::: Records for the exercise

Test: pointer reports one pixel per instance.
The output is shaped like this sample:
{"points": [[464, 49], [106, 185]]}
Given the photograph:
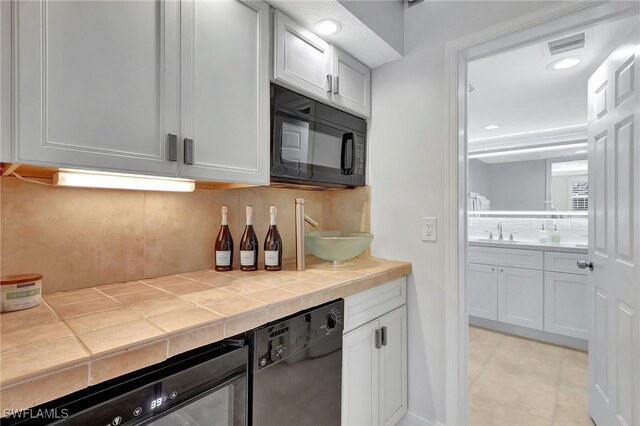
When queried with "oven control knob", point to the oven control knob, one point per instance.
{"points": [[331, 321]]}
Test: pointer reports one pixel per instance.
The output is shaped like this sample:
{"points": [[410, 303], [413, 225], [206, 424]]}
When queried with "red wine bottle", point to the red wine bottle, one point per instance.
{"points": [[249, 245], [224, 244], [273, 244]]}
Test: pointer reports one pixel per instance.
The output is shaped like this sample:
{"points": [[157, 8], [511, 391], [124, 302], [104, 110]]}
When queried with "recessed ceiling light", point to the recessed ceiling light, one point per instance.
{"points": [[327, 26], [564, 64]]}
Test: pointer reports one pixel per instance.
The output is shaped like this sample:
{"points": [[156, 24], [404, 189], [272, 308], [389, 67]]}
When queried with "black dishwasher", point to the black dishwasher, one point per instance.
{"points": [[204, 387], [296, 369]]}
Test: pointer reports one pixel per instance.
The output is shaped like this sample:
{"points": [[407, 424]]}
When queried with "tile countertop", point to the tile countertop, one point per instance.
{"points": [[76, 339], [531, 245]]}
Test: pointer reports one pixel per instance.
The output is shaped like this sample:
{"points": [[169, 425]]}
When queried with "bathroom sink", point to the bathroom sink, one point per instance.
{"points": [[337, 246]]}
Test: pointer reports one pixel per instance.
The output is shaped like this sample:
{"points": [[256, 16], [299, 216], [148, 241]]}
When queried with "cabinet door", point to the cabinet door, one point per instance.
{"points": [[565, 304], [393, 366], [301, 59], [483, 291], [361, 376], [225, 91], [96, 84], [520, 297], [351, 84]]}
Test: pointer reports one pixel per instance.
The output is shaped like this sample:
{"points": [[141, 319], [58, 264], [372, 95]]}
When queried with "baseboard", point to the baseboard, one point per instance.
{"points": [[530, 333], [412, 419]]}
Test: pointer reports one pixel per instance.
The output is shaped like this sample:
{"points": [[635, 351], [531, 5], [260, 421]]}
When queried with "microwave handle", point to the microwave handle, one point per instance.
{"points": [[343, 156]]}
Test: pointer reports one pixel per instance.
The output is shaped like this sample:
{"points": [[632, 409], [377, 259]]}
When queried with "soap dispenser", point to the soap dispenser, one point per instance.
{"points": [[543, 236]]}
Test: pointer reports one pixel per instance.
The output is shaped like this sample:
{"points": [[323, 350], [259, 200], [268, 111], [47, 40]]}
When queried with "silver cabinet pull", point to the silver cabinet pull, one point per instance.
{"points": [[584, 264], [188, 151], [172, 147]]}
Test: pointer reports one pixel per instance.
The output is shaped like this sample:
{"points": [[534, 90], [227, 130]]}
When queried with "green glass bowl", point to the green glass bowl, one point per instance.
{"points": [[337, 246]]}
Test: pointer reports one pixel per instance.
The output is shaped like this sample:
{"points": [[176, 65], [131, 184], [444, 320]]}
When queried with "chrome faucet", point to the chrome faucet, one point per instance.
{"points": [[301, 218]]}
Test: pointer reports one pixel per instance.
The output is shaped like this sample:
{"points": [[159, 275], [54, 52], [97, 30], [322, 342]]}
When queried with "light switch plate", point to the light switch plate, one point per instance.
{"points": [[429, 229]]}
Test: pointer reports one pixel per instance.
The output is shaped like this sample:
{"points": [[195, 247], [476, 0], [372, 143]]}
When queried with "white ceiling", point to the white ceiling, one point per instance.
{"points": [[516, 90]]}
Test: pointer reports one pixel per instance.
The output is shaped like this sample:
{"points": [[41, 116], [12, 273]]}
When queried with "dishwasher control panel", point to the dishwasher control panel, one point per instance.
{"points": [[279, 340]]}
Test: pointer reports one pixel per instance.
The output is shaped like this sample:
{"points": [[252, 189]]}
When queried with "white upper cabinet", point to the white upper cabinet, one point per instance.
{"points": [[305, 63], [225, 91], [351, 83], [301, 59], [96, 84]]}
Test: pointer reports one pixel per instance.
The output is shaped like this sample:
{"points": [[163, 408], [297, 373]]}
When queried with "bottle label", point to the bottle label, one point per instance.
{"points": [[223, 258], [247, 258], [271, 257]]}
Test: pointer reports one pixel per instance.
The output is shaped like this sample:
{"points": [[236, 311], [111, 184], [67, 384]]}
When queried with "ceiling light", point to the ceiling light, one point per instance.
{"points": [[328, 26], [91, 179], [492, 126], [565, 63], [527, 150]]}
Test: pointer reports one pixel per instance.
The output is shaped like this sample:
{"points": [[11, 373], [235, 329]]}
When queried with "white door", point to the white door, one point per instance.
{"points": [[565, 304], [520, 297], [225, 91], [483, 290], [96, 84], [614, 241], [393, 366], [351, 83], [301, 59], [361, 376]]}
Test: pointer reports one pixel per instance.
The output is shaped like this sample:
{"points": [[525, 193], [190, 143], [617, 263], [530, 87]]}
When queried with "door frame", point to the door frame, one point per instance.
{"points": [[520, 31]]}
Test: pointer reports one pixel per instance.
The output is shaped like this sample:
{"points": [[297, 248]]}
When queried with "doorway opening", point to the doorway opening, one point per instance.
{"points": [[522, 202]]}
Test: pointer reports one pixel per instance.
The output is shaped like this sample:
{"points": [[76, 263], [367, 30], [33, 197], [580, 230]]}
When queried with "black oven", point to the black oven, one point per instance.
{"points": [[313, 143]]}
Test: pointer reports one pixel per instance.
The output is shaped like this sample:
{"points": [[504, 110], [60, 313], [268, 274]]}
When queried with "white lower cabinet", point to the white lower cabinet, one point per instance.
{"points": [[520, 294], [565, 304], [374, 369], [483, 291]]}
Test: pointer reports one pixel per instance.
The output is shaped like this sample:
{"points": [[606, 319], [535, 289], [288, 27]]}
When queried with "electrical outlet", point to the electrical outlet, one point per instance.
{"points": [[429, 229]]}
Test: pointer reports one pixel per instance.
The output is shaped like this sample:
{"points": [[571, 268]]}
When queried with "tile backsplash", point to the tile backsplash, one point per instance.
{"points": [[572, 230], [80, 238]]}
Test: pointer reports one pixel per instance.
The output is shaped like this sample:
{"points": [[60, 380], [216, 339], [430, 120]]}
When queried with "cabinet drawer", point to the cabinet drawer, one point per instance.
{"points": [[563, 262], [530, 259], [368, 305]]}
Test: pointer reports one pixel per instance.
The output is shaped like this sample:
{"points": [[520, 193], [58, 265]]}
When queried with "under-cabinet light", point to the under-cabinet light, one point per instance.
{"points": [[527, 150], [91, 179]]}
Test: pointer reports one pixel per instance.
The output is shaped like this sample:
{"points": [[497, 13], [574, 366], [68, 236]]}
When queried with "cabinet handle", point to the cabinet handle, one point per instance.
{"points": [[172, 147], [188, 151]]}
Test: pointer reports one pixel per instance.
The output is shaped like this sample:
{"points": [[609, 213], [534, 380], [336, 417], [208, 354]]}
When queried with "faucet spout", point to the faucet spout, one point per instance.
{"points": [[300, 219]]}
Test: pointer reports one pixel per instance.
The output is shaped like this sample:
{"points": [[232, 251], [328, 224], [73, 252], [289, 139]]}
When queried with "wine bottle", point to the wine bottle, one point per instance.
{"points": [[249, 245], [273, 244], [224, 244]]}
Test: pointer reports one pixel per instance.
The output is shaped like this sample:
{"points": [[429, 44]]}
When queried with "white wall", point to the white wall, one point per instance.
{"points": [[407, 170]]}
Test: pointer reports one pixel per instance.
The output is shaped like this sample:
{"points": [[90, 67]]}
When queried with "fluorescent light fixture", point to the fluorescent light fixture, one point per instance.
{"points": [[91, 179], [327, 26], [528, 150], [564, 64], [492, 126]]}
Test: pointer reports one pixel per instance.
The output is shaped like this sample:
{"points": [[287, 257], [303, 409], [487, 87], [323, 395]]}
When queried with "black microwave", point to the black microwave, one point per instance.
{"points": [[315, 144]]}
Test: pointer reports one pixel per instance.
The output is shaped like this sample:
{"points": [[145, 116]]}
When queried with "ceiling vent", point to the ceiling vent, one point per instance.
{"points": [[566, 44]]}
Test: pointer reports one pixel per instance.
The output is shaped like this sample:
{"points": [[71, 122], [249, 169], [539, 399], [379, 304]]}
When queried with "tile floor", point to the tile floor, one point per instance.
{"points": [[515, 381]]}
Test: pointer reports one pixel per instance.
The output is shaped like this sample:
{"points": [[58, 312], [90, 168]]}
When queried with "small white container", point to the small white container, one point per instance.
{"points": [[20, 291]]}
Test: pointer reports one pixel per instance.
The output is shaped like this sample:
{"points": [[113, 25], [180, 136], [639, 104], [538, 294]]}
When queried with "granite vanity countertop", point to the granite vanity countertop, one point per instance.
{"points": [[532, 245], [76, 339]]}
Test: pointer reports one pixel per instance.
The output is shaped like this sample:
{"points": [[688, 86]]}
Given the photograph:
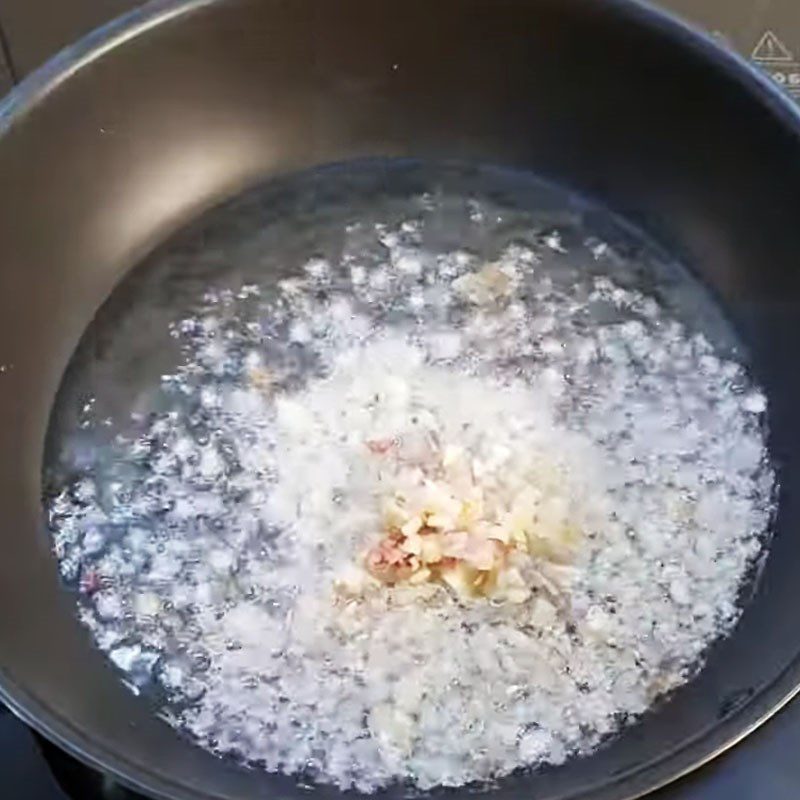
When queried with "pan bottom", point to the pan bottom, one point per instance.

::::::

Report how many lines of the records contain the string "bottle", treating case as significant. Give only the number.

§ Task result:
3